Data listing
----
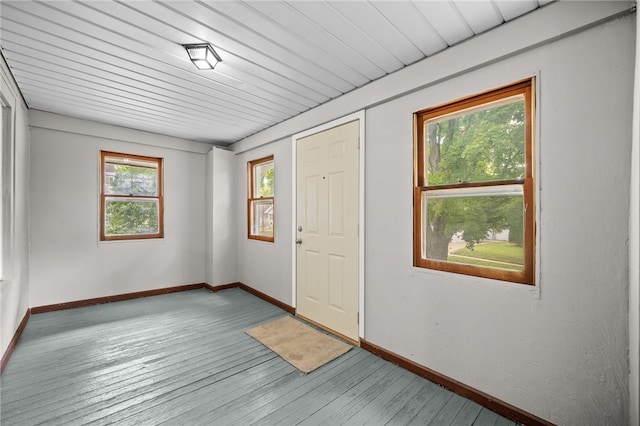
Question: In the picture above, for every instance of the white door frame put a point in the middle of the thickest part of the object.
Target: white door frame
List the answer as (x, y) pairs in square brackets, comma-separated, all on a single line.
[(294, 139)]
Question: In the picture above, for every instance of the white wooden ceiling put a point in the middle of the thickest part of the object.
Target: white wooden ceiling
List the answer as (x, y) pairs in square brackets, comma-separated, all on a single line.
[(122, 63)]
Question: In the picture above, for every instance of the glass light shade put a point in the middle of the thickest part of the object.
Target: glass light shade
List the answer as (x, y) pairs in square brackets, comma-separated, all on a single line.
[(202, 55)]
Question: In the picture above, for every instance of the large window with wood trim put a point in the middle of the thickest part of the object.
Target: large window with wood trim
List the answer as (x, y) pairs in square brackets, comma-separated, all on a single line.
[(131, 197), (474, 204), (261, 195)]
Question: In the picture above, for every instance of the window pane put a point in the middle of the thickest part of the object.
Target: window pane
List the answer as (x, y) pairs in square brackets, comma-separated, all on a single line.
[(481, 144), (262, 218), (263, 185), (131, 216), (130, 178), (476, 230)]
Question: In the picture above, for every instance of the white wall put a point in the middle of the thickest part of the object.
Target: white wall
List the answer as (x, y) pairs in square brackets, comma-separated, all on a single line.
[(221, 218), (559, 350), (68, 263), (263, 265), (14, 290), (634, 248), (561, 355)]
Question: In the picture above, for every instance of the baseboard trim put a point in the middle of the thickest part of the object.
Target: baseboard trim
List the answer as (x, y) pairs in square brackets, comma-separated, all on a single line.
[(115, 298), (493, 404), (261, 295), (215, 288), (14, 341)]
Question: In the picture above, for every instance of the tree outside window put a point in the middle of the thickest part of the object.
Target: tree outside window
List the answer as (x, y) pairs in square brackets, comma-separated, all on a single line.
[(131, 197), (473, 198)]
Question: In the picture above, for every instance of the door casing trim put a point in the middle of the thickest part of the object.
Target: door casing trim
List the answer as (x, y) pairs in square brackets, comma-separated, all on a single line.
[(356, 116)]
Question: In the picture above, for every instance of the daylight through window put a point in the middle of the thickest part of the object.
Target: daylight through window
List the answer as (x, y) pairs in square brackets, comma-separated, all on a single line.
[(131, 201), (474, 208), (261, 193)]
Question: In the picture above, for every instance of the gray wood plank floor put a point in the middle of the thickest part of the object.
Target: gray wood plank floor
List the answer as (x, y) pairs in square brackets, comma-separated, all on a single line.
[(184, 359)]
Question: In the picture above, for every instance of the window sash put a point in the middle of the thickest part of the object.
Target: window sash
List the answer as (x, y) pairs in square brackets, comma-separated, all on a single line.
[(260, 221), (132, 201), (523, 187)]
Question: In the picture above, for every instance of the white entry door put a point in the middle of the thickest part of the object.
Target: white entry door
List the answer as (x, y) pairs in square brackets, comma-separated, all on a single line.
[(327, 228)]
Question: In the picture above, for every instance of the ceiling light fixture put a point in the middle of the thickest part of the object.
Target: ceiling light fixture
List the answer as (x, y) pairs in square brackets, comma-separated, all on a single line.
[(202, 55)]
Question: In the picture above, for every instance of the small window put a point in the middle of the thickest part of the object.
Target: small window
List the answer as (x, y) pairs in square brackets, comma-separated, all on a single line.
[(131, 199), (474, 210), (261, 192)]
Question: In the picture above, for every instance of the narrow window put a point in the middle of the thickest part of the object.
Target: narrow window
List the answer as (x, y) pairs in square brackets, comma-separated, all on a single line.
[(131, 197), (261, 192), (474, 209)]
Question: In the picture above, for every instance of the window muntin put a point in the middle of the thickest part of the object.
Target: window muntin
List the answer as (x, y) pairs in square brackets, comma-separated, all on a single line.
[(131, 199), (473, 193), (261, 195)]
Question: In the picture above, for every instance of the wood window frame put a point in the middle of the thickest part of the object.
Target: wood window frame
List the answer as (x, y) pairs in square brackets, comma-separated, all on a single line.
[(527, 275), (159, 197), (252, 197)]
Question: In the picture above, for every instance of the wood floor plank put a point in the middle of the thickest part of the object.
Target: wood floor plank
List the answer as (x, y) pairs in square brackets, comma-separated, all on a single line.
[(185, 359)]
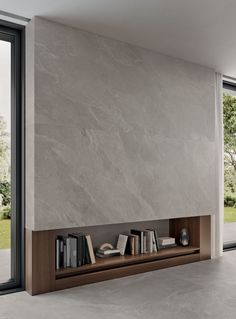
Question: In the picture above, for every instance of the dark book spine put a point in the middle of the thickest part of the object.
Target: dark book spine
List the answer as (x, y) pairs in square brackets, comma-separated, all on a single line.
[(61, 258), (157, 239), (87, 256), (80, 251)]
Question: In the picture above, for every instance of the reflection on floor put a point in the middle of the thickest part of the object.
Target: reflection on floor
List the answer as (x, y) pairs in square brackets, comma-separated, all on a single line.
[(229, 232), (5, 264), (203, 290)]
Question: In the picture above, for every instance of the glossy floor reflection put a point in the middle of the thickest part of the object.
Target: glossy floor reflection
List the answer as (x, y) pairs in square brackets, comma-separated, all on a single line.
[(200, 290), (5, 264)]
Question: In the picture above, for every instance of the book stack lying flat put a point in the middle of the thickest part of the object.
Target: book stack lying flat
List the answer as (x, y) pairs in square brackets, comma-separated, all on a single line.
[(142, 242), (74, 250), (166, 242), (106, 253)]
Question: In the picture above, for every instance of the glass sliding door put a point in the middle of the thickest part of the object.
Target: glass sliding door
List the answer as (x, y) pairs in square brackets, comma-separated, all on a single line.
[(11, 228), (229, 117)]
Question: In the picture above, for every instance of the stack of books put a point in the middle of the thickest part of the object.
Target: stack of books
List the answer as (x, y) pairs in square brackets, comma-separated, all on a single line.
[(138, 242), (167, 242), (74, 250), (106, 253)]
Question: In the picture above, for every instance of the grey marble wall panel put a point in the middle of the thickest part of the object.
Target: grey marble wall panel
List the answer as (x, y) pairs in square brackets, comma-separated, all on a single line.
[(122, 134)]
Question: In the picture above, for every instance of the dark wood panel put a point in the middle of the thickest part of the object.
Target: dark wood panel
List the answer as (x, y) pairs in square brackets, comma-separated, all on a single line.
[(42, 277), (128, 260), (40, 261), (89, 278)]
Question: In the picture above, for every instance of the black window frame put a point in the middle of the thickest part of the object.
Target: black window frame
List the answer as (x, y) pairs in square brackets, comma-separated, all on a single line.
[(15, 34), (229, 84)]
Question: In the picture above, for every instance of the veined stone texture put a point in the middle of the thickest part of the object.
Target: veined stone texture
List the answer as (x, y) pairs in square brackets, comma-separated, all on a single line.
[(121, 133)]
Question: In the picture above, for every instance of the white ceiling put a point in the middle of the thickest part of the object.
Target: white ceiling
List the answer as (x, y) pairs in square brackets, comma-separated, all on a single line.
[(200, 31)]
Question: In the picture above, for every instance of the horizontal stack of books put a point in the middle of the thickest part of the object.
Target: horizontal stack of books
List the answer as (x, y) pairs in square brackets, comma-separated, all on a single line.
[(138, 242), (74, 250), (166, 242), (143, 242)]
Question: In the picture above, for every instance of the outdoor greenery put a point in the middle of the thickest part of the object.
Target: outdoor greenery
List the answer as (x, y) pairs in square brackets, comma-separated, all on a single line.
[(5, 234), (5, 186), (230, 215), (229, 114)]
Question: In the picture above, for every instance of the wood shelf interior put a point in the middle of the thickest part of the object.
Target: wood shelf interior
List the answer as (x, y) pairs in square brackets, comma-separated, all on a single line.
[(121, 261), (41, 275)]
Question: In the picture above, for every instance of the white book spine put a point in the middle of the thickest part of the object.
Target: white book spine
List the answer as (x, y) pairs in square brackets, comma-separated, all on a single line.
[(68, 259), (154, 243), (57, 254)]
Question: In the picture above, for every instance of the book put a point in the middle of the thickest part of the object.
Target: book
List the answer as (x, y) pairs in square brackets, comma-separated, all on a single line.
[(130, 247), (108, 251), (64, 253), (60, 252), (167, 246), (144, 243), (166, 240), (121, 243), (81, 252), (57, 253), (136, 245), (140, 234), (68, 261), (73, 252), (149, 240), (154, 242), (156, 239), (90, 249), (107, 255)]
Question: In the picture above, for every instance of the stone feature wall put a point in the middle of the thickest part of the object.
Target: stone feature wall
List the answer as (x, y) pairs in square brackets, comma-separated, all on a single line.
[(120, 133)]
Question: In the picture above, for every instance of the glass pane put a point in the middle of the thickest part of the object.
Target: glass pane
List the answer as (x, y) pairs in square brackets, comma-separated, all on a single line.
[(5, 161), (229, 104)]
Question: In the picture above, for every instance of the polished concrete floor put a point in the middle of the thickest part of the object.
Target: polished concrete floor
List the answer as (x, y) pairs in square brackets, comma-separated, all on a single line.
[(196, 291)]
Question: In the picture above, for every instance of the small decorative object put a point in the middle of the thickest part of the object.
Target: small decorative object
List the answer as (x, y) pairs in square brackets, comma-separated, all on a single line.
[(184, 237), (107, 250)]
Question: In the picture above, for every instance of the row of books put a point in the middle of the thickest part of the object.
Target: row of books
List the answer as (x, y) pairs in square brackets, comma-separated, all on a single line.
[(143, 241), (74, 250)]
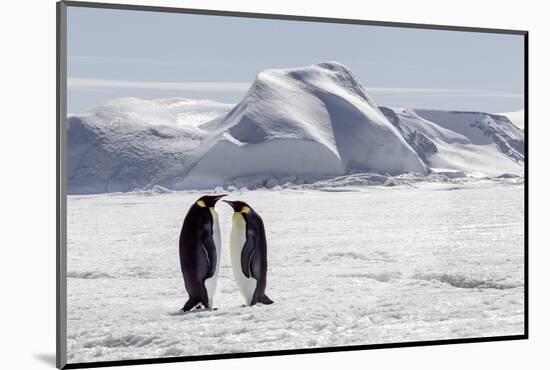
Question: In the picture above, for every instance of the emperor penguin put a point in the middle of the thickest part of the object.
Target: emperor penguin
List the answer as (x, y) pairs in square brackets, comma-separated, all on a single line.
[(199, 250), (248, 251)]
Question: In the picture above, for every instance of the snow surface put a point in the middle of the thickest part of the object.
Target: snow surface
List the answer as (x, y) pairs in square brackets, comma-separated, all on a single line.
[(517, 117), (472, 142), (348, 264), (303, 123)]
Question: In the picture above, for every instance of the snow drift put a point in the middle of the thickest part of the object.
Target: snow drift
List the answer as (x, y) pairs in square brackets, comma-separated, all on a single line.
----
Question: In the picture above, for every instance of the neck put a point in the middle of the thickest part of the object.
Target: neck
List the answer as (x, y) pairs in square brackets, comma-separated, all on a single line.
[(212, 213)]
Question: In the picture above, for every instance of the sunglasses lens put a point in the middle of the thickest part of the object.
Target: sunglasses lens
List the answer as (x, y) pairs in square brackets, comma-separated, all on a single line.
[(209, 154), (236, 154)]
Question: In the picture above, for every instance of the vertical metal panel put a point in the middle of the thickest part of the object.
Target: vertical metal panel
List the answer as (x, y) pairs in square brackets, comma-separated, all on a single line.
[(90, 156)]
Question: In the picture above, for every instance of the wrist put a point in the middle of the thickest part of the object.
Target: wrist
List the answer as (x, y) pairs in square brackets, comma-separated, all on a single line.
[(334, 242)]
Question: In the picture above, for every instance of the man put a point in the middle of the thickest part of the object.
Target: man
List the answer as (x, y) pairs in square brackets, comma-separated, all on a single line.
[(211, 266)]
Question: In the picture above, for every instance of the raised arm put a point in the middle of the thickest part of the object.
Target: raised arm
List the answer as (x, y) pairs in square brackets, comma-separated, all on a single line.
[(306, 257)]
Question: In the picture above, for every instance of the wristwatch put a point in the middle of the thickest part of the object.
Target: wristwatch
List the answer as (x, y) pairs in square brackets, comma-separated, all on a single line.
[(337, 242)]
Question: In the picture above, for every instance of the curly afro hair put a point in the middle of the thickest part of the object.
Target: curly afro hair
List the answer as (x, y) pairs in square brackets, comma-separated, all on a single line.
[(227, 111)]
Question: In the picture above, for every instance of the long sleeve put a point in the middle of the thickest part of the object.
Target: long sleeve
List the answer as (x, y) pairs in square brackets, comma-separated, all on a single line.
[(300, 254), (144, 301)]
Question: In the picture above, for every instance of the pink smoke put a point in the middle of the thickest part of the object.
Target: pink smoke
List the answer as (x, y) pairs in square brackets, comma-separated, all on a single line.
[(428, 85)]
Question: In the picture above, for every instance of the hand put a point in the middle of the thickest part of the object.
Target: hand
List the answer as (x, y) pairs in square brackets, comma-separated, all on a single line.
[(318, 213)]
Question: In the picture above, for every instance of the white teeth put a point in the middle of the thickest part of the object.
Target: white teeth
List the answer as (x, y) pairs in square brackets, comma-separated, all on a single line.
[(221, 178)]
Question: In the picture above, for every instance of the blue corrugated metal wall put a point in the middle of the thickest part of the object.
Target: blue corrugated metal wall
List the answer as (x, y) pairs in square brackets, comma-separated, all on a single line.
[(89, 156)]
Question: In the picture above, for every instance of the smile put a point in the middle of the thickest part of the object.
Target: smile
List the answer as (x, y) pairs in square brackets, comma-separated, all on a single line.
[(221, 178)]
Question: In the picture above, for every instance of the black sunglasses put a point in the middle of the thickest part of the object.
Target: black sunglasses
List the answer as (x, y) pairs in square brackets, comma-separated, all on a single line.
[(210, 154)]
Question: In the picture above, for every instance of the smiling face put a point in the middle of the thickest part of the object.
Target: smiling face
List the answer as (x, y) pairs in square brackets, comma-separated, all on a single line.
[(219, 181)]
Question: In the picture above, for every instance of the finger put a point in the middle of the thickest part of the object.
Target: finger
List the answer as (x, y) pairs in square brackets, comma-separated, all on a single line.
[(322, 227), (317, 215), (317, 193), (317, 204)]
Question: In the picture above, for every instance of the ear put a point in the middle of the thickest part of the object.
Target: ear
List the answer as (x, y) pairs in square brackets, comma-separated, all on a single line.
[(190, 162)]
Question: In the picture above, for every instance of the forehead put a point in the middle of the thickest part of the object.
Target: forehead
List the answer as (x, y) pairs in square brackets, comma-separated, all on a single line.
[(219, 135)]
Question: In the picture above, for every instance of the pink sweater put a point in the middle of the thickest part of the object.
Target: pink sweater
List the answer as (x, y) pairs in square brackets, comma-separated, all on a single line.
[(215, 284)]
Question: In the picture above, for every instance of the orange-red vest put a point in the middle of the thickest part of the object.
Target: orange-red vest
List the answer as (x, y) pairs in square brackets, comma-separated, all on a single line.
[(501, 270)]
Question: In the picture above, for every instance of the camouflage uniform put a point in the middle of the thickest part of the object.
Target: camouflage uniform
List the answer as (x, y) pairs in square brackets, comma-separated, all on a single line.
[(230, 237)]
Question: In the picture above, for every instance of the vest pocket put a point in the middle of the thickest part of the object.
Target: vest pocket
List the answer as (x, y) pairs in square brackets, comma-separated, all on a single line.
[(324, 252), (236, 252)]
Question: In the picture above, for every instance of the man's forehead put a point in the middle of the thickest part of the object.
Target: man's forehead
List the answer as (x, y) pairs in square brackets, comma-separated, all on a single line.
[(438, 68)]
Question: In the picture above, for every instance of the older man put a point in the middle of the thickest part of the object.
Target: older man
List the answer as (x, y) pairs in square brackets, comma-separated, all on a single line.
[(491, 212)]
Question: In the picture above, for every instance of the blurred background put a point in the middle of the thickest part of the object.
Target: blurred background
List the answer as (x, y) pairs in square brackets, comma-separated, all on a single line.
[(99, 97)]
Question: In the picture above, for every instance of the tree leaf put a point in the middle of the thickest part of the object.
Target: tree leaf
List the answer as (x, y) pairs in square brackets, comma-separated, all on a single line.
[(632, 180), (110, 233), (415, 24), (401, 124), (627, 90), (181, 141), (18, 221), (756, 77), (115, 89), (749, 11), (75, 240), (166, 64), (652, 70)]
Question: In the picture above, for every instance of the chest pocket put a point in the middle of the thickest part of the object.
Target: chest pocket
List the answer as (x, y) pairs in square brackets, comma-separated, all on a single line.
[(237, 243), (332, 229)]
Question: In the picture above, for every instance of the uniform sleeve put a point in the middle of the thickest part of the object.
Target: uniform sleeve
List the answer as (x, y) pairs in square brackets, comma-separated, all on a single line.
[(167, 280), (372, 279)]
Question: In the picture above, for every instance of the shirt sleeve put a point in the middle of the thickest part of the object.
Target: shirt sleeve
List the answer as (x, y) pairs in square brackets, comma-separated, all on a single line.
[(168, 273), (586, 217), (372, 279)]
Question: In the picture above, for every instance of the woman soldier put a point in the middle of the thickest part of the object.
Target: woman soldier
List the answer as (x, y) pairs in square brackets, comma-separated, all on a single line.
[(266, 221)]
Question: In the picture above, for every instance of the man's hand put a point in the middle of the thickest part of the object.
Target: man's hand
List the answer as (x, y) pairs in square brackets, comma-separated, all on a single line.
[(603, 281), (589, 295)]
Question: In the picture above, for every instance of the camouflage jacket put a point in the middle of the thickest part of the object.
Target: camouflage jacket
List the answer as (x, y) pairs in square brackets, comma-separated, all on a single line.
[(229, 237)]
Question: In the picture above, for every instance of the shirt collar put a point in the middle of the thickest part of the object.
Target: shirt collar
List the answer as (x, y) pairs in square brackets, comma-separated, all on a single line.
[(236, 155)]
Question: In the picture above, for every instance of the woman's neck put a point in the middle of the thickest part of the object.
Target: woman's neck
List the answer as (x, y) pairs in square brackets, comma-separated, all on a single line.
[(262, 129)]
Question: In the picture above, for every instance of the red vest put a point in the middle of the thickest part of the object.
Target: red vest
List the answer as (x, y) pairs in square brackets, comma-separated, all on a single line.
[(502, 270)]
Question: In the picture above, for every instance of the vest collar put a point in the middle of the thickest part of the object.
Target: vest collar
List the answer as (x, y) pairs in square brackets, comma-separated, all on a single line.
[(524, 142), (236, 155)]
----
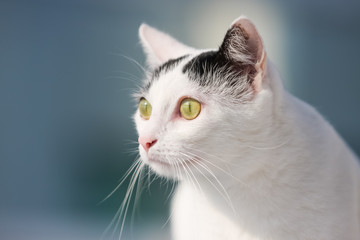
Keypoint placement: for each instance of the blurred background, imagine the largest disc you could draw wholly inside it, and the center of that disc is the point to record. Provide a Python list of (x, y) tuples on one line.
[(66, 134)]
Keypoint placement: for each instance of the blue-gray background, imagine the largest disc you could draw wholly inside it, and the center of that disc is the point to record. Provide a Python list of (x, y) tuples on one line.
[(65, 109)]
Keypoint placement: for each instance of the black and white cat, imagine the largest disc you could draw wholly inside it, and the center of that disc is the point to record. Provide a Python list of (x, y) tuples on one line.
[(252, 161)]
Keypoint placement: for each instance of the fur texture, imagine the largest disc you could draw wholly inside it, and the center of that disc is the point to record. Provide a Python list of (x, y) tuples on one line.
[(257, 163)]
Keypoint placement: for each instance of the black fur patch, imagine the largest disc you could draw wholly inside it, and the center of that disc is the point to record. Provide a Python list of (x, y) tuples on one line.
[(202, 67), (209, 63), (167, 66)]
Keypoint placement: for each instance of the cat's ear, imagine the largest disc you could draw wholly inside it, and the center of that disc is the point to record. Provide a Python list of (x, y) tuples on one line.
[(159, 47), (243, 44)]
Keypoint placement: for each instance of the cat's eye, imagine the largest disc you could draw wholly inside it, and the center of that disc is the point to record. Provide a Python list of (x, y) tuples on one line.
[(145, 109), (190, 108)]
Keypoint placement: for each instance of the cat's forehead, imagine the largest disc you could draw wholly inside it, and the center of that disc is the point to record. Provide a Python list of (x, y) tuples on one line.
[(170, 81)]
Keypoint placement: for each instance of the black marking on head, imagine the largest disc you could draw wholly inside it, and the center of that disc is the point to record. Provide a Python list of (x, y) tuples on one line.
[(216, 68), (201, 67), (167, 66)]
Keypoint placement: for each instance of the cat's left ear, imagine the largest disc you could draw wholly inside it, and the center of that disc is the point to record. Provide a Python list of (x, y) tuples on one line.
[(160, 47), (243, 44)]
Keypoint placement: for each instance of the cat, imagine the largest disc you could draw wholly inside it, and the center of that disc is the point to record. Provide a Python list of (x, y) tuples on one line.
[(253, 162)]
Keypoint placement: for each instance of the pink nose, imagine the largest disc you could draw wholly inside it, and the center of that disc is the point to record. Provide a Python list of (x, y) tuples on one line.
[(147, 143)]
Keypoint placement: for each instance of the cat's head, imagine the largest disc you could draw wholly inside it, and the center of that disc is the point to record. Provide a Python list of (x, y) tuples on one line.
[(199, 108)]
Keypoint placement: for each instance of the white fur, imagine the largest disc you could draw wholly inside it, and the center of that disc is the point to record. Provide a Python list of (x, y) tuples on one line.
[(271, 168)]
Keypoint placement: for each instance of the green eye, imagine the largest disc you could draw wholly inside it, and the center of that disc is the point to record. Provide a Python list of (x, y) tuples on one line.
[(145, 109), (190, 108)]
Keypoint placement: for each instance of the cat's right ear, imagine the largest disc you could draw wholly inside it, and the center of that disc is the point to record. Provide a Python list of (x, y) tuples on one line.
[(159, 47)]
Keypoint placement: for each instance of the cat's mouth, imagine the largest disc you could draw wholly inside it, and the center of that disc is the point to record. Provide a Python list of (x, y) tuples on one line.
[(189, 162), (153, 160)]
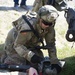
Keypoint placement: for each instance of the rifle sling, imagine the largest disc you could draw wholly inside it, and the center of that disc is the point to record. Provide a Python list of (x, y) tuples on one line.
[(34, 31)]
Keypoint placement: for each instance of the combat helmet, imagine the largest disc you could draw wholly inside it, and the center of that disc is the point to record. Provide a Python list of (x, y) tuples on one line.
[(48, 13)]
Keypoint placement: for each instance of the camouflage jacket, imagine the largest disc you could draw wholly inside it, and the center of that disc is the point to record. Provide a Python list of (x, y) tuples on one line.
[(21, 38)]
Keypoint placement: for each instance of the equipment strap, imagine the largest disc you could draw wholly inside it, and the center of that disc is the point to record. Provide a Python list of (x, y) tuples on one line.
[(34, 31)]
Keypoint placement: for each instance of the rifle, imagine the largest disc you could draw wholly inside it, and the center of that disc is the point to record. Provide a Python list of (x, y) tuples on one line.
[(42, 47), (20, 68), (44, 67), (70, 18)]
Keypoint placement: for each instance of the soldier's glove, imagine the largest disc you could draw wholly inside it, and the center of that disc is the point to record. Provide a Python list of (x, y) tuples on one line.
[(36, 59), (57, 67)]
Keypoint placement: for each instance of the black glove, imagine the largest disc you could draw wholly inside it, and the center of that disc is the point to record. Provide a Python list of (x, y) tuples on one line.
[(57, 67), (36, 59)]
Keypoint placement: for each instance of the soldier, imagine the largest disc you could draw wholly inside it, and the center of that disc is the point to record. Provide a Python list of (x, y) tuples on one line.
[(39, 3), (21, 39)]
----
Copy out each line of the records that contains the string "marble". Treat uppercase and lowercase as different.

- **RESULT BELOW**
Question: In the picture above, for every instance of the grey marble wall panel put a point in the middle of the thickest part of the object.
Target: grey marble wall panel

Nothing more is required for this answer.